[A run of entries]

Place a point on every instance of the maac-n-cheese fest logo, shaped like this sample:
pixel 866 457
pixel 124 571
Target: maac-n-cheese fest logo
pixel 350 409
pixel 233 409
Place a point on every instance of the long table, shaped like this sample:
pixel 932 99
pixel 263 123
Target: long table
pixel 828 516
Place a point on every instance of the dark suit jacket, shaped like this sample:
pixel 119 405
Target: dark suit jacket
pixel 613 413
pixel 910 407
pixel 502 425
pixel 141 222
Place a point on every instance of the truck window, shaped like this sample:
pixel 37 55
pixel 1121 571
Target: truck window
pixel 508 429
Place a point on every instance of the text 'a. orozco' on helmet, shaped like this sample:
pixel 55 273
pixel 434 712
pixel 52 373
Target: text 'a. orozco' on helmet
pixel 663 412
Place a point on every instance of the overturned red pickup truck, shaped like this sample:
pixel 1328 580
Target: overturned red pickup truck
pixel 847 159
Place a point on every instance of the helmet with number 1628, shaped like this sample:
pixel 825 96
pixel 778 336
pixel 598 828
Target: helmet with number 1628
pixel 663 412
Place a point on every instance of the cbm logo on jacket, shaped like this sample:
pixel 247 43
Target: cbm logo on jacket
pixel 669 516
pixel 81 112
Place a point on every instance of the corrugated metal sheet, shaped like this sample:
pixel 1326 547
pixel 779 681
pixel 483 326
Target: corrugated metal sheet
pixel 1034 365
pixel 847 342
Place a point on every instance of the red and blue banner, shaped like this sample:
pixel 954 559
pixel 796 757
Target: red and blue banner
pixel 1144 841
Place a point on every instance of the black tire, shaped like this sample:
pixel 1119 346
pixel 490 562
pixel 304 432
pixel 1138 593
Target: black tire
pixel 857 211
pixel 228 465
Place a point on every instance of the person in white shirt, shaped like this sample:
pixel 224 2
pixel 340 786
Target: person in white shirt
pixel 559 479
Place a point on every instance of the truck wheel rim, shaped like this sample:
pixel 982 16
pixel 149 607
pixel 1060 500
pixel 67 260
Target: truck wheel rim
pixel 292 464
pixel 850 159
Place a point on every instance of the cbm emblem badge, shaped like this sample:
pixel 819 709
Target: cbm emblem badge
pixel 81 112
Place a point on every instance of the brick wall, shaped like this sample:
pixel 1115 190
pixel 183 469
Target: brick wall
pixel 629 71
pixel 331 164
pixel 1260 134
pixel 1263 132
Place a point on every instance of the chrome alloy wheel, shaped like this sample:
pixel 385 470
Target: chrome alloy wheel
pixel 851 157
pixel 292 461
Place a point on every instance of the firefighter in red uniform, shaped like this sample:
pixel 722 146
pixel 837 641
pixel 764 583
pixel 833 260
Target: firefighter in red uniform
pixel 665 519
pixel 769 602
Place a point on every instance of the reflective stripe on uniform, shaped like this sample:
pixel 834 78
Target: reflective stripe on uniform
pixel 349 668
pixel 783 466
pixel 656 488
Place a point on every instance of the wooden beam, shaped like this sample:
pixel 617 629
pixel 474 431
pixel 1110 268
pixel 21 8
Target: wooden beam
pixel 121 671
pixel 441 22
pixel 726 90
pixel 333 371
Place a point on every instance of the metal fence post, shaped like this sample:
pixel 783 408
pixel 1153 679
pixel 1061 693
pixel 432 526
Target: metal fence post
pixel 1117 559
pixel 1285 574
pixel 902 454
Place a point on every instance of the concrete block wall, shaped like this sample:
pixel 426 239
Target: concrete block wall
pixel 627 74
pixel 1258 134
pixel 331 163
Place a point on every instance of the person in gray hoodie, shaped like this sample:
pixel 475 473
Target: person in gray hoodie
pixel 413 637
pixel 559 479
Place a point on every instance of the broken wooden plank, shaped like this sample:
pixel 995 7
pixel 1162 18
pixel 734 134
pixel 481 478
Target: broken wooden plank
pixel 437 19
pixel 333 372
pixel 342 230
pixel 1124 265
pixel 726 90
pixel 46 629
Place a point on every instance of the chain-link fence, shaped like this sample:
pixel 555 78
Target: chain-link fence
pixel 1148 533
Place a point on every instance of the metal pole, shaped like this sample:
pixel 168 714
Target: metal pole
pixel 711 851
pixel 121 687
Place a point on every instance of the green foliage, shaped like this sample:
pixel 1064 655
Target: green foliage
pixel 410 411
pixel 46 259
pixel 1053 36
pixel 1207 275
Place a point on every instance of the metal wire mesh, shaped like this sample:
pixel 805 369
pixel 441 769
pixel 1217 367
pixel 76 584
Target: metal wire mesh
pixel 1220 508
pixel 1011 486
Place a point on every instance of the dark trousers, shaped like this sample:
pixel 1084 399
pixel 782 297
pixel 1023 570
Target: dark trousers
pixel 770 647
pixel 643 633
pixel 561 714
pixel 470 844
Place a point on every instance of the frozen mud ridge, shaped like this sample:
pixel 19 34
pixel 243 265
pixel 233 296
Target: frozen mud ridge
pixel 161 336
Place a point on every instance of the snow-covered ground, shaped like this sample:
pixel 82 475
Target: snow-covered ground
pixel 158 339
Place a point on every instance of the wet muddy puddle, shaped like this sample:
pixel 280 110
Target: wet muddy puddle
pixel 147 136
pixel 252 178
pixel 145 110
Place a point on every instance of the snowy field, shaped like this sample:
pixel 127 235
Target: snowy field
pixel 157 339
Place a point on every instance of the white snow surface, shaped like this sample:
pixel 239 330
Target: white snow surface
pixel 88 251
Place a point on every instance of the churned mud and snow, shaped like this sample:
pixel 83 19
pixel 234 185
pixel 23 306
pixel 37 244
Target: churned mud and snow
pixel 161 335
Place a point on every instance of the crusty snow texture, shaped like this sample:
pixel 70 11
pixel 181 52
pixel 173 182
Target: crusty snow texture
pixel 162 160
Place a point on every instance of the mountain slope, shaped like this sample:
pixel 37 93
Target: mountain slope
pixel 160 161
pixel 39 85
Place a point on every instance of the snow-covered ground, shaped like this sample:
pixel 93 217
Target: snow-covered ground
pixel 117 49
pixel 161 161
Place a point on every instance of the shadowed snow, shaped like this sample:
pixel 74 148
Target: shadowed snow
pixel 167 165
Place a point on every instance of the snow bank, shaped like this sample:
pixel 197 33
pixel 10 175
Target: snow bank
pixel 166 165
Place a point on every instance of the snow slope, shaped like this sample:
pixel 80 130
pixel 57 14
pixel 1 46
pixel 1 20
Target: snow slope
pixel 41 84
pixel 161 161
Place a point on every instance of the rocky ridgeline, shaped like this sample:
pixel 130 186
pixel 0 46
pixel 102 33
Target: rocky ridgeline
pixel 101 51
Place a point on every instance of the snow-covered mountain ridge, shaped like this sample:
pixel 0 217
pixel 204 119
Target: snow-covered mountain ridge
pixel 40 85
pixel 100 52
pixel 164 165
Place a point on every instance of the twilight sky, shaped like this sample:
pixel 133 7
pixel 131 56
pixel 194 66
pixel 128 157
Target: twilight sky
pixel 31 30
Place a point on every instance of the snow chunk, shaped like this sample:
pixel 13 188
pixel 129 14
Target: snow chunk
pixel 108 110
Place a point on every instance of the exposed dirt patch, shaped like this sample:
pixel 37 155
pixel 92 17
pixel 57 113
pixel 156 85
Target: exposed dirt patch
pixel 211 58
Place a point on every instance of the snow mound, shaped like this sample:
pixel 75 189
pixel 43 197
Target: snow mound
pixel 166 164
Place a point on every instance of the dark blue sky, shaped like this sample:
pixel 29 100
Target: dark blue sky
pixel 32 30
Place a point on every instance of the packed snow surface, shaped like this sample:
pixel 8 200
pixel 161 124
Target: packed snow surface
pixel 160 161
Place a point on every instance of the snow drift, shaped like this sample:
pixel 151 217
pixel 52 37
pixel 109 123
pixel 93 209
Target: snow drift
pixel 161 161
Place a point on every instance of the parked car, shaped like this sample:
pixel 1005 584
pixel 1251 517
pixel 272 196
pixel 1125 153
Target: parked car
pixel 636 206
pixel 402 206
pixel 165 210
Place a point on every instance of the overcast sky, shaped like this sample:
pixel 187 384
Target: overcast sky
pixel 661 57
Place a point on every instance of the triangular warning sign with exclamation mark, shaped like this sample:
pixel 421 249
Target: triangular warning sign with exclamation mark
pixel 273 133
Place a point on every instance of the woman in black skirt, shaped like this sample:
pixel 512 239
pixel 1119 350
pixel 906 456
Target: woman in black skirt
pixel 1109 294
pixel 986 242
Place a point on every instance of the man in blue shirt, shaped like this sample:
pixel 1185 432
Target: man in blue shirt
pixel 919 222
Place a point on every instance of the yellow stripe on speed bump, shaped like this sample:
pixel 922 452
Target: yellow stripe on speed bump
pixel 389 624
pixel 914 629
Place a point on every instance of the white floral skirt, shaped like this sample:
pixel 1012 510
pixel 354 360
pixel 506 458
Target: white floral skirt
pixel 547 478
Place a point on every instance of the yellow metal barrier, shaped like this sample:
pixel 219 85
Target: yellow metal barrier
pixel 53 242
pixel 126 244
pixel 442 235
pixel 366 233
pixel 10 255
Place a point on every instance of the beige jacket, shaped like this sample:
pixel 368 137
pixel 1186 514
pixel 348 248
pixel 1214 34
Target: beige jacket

** Exercise directions **
Copy the entries from the line containing "Place a point on every instance of the snow chunk, shaped" through the line containing "pixel 166 164", both included, substituting "snow drift" for "snow mound" and leaving everything else unchanged.

** Reply **
Place a point on every instance of the snow chunk, shaped like this sample:
pixel 13 188
pixel 129 14
Target: snow chunk
pixel 108 110
Place a point on every instance of the exposed dirt patch, shaped like this sample:
pixel 37 155
pixel 92 17
pixel 57 113
pixel 156 85
Target: exposed dirt patch
pixel 211 58
Place a point on every instance of the snow drift, shaped like this sample:
pixel 75 189
pixel 43 197
Target: snow drift
pixel 166 164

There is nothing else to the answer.